## Text segment
(begin)

Shopping healthily on a budget can have its challenges, as the weekly food bill can take a big slice out of our finances. There's no denying with high quality food can come extra cost - but fortunately, only to a degree.
Here are 5 tips, that can help you avoid compromising on nutrition, while still shopping inexpensively and have more money to spend on new summer hats :)
Always meal plan
Planning weekly meals is crucial on a budget. It helps limit eating out, it ensures you’re only purchasing ingredients needed for coming meals, and encourages the use of leftover ingredients at home minimising unnecessary spending and food waste.
When meal planning, start with doing a kitchen inventory of your current stock, then plan out meals, making sure to utlise ingredients already have on hand. Finish by writing a grocery list and only buy what you need when you go shop, with some flexibility to accommodate sales.
2. Keep it simple
Good healthy food is simple food - the basics; our fruits and veggies, eggs, fish, meats, grains and legumes. When we start to cut out extra items that aren’t necessary for our weekly meal plan, more space opens up in our budget. Otherwise, within the basics here's some tips to reduce costs further:
For meat go for cheaper cuts, like stewing beef, silverside, whole chickens and mince. Slow cooking can make toughest of cuts very tender and juicy!
For produce, shop seasonal or go for tinned or frozen. Look for produce grown in NZ, head along to fruit and veggies markets at the end of the day for a great bargain, or consider yourself a green thumb and try grow your own!

(end)

## Entries

(begin)

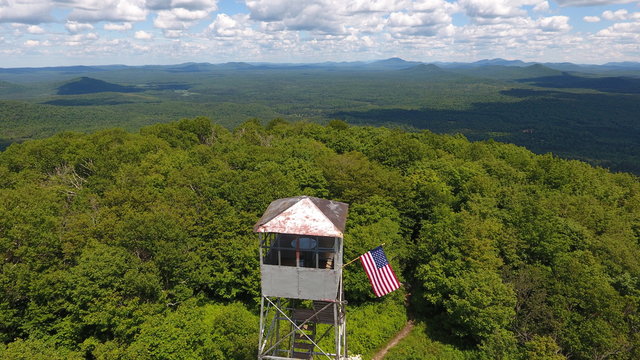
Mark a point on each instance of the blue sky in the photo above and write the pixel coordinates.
(92, 32)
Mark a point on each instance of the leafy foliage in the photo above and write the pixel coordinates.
(117, 245)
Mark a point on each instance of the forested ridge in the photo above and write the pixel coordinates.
(118, 245)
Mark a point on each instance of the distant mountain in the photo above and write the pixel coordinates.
(86, 85)
(391, 64)
(624, 65)
(509, 72)
(191, 67)
(424, 68)
(204, 67)
(501, 62)
(616, 84)
(67, 69)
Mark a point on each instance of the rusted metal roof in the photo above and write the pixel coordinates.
(304, 215)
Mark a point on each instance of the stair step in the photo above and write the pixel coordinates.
(304, 346)
(301, 336)
(302, 355)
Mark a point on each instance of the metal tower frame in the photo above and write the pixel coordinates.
(301, 305)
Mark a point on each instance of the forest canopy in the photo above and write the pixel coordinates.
(117, 245)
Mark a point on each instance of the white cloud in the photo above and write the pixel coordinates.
(25, 11)
(31, 43)
(424, 24)
(621, 14)
(492, 8)
(75, 27)
(35, 29)
(592, 2)
(541, 6)
(143, 35)
(118, 27)
(226, 26)
(554, 23)
(106, 10)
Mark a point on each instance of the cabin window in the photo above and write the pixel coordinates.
(299, 250)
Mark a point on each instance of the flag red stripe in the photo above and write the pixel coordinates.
(383, 280)
(371, 271)
(366, 270)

(end)

## Jobs
• a. List the cheaper cuts of meat that the budget grocery tips recommend.
• b. Write a continuation of the budget grocery tips, starting right after the last sentence shown.

## The answers
• a. stewing beef, silverside, whole chickens, mince

• b.
For grains don’t forget generic brands. Staples such as rice, pasta, tinned foods, offer have cheaper brand alternatives that are just as great as more expensive branded items. If you have any concern around nutritional quality, it's best to compare the ingredients panel of a product.
3. Waste not, want not
Eating healthy on a budget means becoming more savvy around food waste and getting the most out of your ingredients. Whether we have produce spoiling, or uneaten leftovers going to waste, each time we discard food it costs - here are ways to get creatives with leftover ingredients:
Blend leftover spinach with water and freeze into nutritious ice cubes to add to green smoothies
Preserve or stew excess fruit
Bake leftover potato peeling into crispy potato skin chips!
Blitz stale bread into breadcrumbs
Mash spotty banana for baking
Turn leftover chicken/fish/meat bones and veggie peelings into homemade stock
Add chopped fresh herbs with oil/water to ice cube trays and freeze. Add a cube to a pan at the start of cooking a meal as a herb-infused oil
Use day-old/leftover rice in fried rice
Add old food to the compost bin and worm farms!
4. Consider trialing more meat-free meals!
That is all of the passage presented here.